«Осень в горах» Восточный альманах. Выпуск седьмой. - [182]
Двадцати шести лет Сенковский стал доктором философии Краковского университета, двадцати семи — действительным членом Азиатского общества в Лондоне, двадцати восьми — членом–корреспондентом Санкт–Петербургской академии наук.
В 1847 году, еще не достигнув полувекового рубежа, он уходит из университета на пенсию.
«Историк Университета отмечал, «что тогда как с преобразованием Университета по уставу 1835 г. все зажило в нем новою жизнию, несравненный профессор арабского языка стал охладевать — не в любви своей к предмету, а к успехам его в Университете, вследствие того, должно быть, что в учебном ведомстве явным образом не ценили ни заслуг, ни достоинств этого необыкновенного человека. Покойный ректор Университета П. А. Плетнев, с такою любовью провожавший добрым словом каждого из товарищей–профессоров, покидавших Университет, даже и Плетнев этот, упоминая в акте 1848 г. о том, что Сенковский оставил Университет после 25–летней службы, не нашел возможным выразить по этому случаю даже самого сухого сожаления об утрате, которую нес Университет, тогда как Университет лишался величайшей из своих тогдашних знаменитостей…» (И. Ю. Крачковский. Избр. соч. т. 5, с. 76).
«Сенковский довольно редко бывает на лекциях», — с грустью писал из Петербурга Чернышевский своему учителю в Саратове — арабисту Саблукову незадолго до события 1847 года.
Теперь блистательный профессор остался исключительно Бароном Брамбеусом, одним из образованнейших и остроумнейших русских литераторов. Его слава столь широка, что он попадает на язык бессмертному герою Гоголя, вдохновенно сочиняющему небылицу за небылицей, и оказывается известным далеко от берегов Невы —его никак нельзя назвать «петербургским прозаиком».
«Xлестаков. Все это, что было под именем Барона Брамбеуса… все это я написал.
Анна Андреевна. Скажите, так это вы были Брамбеус!
Хлестаков. Как же, я им всем поправляю статьи».
Сенковский прожил в Бароне Брамбеусе вторую жизнь.
Откуда снизошла в его сердце тяга к арабистике? Как он учился, как достиг своих высот — истинных и признанных строгим судом времени?

#### ИСХОДНЫЕ СТРОКИ
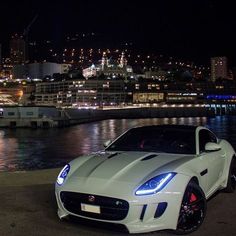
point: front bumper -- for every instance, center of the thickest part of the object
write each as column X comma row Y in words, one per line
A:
column 144, row 214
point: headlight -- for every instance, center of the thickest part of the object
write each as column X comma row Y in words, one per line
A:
column 155, row 184
column 62, row 175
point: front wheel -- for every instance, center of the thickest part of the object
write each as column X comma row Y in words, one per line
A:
column 231, row 182
column 193, row 209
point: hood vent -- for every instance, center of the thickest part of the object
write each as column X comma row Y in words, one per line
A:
column 149, row 157
column 112, row 155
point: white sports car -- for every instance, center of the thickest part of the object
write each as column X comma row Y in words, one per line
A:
column 150, row 178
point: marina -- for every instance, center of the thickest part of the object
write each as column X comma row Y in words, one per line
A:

#### ЗАДАЧИ ДЛЯ РЕШЕНИЯ
1. В каком году, согласно цитируемому тексту, Сенковский ушел из университета на пенсию?
2. Перечислите все звания и членства, которые Сенковский, по цитируемому тексту, получил в возрасте от двадцати шести до двадцати восьми лет.
Строки для выполнения заданий не понадобятся.

#### ПОЛУЧЕННЫЕ ОТВЕТЫ
1. В 1847 году.

2.
- Доктор философии Краковского университета (в двадцать шесть лет)
- Действительный член Азиатского общества в Лондоне (в двадцать семь лет)
- Член-корреспондент Санкт-Петербургской академии наук (в двадцать восемь лет)